Transcribe every record without leaving anything out or changing a word.

● The data:
== Segment start ==

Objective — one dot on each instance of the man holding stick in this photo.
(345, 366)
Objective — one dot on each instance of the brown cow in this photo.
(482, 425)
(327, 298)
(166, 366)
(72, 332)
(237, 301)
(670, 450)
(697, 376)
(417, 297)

== Segment end ==

● Solution for this task:
Objective — one dot on each instance of the man holding stick in this photo.
(345, 366)
Objective — one dot on each instance of the brown cow in this photo.
(482, 425)
(327, 298)
(166, 366)
(72, 332)
(237, 301)
(670, 450)
(697, 376)
(417, 297)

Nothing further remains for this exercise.